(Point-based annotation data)
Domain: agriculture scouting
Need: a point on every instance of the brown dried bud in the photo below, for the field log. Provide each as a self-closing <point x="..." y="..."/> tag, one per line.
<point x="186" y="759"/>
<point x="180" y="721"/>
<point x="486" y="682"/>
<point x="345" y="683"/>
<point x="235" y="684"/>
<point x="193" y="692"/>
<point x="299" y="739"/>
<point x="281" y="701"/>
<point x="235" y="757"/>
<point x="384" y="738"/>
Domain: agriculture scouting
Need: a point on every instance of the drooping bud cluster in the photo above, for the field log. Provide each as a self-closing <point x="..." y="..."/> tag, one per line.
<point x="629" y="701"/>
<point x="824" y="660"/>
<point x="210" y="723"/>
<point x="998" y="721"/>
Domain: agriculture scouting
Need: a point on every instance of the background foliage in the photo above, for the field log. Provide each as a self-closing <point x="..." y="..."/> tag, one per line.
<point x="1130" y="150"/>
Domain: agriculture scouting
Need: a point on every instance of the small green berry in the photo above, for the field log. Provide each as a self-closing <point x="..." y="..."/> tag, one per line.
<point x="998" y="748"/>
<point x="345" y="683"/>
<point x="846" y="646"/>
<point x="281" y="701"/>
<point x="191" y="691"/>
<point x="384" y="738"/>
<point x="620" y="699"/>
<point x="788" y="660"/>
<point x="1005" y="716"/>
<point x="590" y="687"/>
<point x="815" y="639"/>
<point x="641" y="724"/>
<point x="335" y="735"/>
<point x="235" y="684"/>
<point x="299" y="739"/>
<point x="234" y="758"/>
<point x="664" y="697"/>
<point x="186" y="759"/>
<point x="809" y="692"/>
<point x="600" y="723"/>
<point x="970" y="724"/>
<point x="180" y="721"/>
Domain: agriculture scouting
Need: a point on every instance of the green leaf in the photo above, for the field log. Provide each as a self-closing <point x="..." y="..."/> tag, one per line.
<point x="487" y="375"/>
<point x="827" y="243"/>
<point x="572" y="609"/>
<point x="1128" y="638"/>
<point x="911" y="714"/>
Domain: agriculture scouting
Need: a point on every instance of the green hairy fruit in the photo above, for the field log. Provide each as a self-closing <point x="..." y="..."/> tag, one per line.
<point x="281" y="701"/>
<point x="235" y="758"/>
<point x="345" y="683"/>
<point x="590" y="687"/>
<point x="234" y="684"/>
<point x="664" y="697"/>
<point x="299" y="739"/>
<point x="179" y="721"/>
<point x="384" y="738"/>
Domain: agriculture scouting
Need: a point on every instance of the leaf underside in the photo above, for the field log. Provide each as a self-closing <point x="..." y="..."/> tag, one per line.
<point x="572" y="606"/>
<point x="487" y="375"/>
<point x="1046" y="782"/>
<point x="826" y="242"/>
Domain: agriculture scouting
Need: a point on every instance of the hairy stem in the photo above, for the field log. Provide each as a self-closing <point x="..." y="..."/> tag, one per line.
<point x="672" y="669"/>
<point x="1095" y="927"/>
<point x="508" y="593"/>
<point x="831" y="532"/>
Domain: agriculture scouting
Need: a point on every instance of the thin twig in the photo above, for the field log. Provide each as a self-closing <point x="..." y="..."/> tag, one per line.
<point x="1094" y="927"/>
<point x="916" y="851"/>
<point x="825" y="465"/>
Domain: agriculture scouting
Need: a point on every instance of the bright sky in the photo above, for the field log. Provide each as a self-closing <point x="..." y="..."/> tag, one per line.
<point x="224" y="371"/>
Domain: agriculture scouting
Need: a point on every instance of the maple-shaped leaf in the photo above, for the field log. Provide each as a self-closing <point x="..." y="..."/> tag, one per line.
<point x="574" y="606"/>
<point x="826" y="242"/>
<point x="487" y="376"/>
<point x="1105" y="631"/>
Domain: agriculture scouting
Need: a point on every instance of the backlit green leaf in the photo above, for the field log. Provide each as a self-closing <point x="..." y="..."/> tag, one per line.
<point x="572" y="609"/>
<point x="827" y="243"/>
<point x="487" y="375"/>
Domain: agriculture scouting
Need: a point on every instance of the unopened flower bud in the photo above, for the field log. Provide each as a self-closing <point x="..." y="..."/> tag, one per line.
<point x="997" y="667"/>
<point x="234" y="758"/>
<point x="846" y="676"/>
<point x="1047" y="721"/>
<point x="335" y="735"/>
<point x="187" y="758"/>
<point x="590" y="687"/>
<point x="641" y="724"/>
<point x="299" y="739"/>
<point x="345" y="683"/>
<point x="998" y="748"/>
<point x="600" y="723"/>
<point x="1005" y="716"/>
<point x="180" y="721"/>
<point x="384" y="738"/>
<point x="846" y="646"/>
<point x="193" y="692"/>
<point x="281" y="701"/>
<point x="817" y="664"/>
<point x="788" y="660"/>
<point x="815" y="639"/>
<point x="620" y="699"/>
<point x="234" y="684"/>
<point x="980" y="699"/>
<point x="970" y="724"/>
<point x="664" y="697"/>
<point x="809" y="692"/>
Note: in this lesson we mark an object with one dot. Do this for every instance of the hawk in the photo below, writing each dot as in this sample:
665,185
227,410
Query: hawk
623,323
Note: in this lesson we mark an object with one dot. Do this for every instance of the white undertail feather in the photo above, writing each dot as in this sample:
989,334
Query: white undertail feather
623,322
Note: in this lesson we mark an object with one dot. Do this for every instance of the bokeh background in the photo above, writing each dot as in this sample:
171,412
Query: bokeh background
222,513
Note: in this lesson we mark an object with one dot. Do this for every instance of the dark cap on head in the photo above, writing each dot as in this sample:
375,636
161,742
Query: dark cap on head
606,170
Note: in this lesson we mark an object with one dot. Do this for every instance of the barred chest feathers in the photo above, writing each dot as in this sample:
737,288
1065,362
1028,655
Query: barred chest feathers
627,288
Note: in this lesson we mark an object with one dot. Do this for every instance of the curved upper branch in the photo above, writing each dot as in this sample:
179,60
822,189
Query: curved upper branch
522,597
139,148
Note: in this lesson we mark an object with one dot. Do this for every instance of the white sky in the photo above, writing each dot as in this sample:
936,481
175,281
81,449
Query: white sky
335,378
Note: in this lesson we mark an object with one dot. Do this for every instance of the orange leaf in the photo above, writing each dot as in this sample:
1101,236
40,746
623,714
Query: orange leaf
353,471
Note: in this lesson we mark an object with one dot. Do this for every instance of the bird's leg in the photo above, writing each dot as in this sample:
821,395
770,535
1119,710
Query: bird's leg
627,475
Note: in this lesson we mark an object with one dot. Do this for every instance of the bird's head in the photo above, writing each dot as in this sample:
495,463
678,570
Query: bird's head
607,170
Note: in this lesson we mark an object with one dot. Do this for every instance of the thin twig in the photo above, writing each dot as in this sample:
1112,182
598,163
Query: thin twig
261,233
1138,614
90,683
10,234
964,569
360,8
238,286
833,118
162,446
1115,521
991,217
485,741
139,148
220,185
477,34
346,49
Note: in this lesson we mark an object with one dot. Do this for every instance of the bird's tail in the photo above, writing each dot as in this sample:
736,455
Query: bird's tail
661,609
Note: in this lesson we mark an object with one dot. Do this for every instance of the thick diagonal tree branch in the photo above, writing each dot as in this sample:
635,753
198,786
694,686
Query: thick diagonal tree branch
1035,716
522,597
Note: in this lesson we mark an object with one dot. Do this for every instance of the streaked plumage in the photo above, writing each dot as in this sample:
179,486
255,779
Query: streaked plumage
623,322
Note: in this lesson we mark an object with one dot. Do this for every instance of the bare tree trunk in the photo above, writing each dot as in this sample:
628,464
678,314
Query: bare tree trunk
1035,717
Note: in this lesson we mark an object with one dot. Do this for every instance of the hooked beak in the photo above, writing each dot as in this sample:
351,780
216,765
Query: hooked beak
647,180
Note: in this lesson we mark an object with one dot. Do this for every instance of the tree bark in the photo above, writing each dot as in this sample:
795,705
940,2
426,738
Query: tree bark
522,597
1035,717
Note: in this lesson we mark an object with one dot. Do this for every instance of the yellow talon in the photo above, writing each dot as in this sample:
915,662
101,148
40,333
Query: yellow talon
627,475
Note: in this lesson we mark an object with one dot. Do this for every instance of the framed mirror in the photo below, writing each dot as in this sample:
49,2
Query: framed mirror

TASK INSTRUCTIONS: Starting from the line containing "of the hooked" and ending with the final line of the data, reproduce each line exactly as it appears, including no other lines.

SOLUTION TO THE EXERCISE:
Note: in this lesson we mark an object with one dot. Do this for every instance of the hooked beak in the photo above, writing each dot as in this sample:
351,780
216,765
Query: hooked beak
647,180
Note: in this lesson we mark an object with one dot. Do this for every instance of the tree bark in the photo above, writing each dot as in this sample:
795,705
940,2
426,738
Query: tree bark
522,597
1035,717
Note: in this lesson we mark an object with one dot. Do this for every instance of the yellow talon in the photo above, writing each dot as in this sample:
915,662
101,148
40,333
Query: yellow talon
627,475
Note: in this lesson we mark an object with one dot. Do this for every instance of the framed mirror in the photo below, writing each dot as in this sample:
49,2
Query: framed mirror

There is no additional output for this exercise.